Thanks for your comment :) I totally agree with Larissa’s response, and also really liked your example about instrument building.
I’ve been working with Kerry at Leverage to set-up the early stage science research program by doing background reading on the academic literature in history and philosophy of science, so I’m going to follow-up on Larissa’s comment to respond to the question raised in your 3rd bullet point (and the 4th bullet in a later comment, likely tomorrow).
Large hedge: this entire comment reflects my current views—I expect my thinking to change as we keep doing research and become more familiar with the literature.
“How controversial is the idea that early stage science works pretty differently from more established explorations, and that you need pretty different approaches and skills? I don’t know that much history/philosophy of science but I’m having trouble telling from the paper which of the hypotheses in section 4 are ones that you expect people to already agree with, vs ones that you think you’re going to need to demonstrate?”
This is a great question. The history and philosophy of science literature is fairly large and complicated, and we’ve just begun looking at it, but here is my take so far.
I think it’s somewhat controversial that early stage science works pretty differently from more established explorations and that you need pretty different approaches and skills. It’s also a bit hard to measure, because our claims slightly cross-cut the academic debate.
Summary of our position
To make the discussion a little simpler, I’ve distilled down our hypothesis and starting assumptions to four claims to compare to positions in the surrounding literature[1]. Here are the claims:
(1) You can learn[2] about scientific development and methodology via looking at history.
(2) Scientific development in a domain tends to go through phases, with distinct methodologies and patterns of researcher behavior.
(3) There is an early phase of science that uses less well-established and very different methods than the later phases of science (following on claim (2)).
(4) We can study the early phase of science to figure out how these methods work and use them to make methodological recommendations (following on (1) and (3)).
We take (1) as an assumption, whereas (2)-(4) are elements of our starting hypothesis. As a result, we’ll aim to defend (2)-(4) in the course of our research.
I’ve included a super brief overview of my understanding of the literature below and our position with respect to it, but I worry/expect that I didn’t summarize the perspectives enough to be particularly useful for people who haven’t read Kuhn, Popper, or responses to them. As a result, I’ve tried to answer the original question without going into detail on the literature and then gone into more detail below.
Summary of controversiality of our position in the literature
I’d say that claims (1), (2), and (3) are typically relatively uncontroversial to people who agree with Thomas Kuhn’s ideas in The Structure of Scientific Revolutions. Kuhn’s work is accepted by many people in academia and the mainstream, but there are also a lot of people in academia who dispute it. Of the people who disagree with Kuhn, most disagree with (1), and then (2) (and therefore (3) and (4)). I find their objections to (2) more confusing than their objections to (1), and will need to look into it more. Kuhn himself disagrees with claim (4).
We want our research to (at least initially) avoid getting into the debate directly around (1) (the use of historical case studies to learn about scientific development and make methodological conclusions), largely because it’s a bit outside of scope for us. I expect our work to lose some people, including some academics, due to not believing that we can learn about scientific methodology from history. That said, we’re hopeful that as we try to look at history to learn about methodology, we’ll be able to tell if the entire endeavor doesn’t make sense. We’ll try to be clean about distinguishing what our investigation is indicating we can learn from history and whether that should be generalized. If it turns out we need to investigate and discuss (1) more directly, we’ll do that later. So, for now, we will not justify (1) directly.

STATED PROBLEM 1:
In the comment on early stage science research, which of the four claims is taken as an assumption rather than as part of the starting hypothesis?
STATED PROBLEM 2:
Carry the comment on early stage science research forward from its final sentence.

ITEMS:
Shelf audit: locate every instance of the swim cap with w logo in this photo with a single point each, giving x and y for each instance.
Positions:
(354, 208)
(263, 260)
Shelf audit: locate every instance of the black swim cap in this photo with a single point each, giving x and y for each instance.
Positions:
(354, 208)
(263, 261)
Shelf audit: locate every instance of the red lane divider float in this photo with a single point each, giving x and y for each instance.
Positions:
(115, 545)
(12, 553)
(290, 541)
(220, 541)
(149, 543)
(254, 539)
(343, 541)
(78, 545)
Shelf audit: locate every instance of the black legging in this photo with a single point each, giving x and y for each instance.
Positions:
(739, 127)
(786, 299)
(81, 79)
...
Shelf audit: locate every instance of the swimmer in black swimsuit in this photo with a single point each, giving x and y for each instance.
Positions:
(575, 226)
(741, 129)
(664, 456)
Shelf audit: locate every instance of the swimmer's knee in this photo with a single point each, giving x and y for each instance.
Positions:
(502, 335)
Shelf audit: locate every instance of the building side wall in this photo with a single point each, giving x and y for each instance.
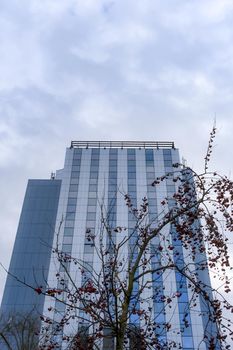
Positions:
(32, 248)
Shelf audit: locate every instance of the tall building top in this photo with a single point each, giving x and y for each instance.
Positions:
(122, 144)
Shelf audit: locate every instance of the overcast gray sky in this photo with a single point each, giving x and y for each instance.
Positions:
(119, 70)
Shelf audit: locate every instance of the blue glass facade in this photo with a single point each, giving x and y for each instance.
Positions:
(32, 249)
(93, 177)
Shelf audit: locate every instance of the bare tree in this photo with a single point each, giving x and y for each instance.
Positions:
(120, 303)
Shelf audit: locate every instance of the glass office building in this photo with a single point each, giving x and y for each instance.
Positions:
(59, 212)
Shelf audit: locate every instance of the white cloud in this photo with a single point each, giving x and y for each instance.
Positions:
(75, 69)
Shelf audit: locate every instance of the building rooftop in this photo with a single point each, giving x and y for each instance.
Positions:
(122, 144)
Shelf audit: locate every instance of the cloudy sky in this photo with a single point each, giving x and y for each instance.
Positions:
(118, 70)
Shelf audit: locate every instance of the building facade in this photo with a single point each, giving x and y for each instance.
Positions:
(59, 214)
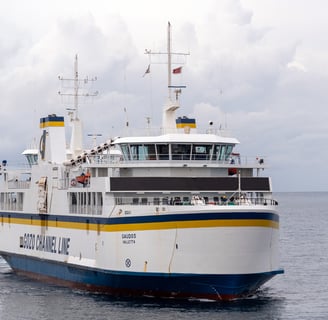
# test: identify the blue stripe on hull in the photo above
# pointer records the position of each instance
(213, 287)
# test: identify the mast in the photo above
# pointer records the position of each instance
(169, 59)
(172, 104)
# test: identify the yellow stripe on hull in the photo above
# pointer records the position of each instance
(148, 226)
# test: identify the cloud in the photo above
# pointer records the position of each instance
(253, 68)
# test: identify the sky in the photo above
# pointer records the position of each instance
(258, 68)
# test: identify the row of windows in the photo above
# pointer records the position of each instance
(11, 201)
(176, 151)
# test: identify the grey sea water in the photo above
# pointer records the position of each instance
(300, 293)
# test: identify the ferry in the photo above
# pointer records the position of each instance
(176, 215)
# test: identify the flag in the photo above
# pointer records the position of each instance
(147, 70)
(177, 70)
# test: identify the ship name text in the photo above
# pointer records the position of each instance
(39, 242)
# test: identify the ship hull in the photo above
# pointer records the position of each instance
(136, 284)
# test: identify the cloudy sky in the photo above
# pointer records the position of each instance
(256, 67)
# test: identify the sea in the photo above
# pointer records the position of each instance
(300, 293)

EXPECTED ANSWER 1:
Claim (1), that you can learn about scientific development and methodology by looking at history.

EXPECTED ANSWER 2:
Due to all the disagreement around (2), (3), and (4), we’re going take those as hypotheses that we’ll need to demonstrate and justify.
Rather than justifying (2) directly off the bat (e.g., taking a random sampling of cases throughout history and comparing them), we’ll build a methodological model of how discovery works in (4) and then see whether that model predicts that there would be different methods used later which would imply phases of scientific development. If so, we’ll then expand our investigation into cases likely to fall into later phases of science, to see if the model’s predictions hold. We’re hoping that this method will supplement Kuhn’s way of investigating phases of scientific development, let us build a narrower (and hopefully more checkable) initial model, and let us focus most on (4), which has had the least academic attention.
The specific academic research area most relevant to the work we’re doing that I’ve found so far is a set of research done at the intersection between history of science and philosophy of science, primarily done between 1960 and 1990. A lot of the work in the field since then is still centered on and generated by this debate. Important figures in the debate include Kuhn, Lakatos, Feyerabend, Smart, and Popper. I expect to find discussion in other areas relevant to what we’re doing, but I’ve mostly investigated this debate so far, as it seemed most central.
Of this work, our hypothesis is most similar to Kuhn’s thinking in TheStructure of Scientific Revolutions. I read Kuhn as saying and implying[3]: you can learn about scientific development and methodology by investigating history, there are phases of scientific development, and some phases work differently than other phases with respect to the methods used and researcher behavior.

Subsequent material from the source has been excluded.